§ **WHAT THIS TASK INVOLVES**: Starting with the line containing "Identify each instance of the woman" and going on through the end of the listing, write those lines out again with "kangaroo" replaced by "wallaby" and nothing else changed.
Begin
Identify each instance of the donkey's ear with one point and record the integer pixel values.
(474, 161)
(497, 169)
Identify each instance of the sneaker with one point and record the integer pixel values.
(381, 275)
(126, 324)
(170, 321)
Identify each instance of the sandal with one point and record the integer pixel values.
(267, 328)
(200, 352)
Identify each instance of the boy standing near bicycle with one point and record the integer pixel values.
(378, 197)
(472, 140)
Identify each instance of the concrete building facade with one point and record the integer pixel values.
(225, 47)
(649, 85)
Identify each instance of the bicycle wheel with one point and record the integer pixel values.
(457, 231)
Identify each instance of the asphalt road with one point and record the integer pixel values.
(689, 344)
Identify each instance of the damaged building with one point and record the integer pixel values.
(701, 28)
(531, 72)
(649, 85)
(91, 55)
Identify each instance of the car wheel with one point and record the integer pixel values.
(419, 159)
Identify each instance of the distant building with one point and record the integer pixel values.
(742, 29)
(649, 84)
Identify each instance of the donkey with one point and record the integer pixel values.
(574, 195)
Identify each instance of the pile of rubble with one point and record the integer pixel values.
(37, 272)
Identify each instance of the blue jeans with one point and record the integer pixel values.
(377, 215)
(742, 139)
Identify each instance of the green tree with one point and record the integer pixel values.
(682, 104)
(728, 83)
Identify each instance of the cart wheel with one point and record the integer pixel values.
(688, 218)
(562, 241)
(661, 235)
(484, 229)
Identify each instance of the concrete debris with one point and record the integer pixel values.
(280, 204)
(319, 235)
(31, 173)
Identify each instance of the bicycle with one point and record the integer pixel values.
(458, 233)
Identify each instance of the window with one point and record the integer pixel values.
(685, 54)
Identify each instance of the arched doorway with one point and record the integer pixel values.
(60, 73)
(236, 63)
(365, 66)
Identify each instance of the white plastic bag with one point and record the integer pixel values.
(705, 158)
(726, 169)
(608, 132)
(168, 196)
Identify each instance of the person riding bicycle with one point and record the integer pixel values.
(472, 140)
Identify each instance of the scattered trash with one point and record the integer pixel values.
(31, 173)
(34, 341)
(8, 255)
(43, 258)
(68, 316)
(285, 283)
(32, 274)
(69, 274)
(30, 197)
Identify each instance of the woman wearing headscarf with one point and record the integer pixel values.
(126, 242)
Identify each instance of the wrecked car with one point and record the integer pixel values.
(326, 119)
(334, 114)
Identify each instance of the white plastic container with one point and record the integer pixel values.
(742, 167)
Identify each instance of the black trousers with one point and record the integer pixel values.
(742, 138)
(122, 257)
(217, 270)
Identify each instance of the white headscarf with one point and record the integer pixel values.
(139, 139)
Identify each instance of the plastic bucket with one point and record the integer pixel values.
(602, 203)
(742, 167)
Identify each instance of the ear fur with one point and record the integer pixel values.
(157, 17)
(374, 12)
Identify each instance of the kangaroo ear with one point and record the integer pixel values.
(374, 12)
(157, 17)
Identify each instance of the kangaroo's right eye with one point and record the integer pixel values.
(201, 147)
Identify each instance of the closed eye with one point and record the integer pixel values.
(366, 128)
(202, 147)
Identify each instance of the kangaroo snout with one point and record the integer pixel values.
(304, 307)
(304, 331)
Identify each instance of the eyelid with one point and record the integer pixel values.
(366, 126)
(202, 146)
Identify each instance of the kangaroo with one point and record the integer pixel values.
End
§ **SOLUTION**:
Identify each instance of the woman wearing headscarf with one point and record the integer pixel values.
(126, 242)
Identify each instance of the wrecked car with one point and record the integer pixel values.
(326, 119)
(334, 114)
Identify each instance of the white plastic container with one point and record the integer pixel values.
(742, 167)
Identify each instance of the black trousers with one point and record the integer pixel values.
(742, 138)
(122, 257)
(217, 270)
Identify each instance of the white headscarf with one point and record the integer pixel values.
(139, 139)
Identify each instance of the plastic bucket with one point and record the integer pixel values.
(602, 203)
(742, 167)
Identify each instance of the ear fur with one point and record the integer pixel values.
(157, 17)
(374, 12)
Identify each instance of the wallaby ear with one point and record the integer pixel values.
(374, 12)
(157, 17)
Identify each instance of the wallaby's right eye with one point and record the integer pixel values.
(201, 147)
Identify each instance of the closed eye with one point and record the integer pixel values.
(366, 128)
(202, 147)
Identify each instance of the wallaby snout with one point and record the integer pixel values.
(304, 307)
(304, 331)
Identify each instance of the eyelid with one point and record the integer pixel values.
(366, 126)
(202, 146)
Identify each instance of the wallaby with one point and record the integer pixel values.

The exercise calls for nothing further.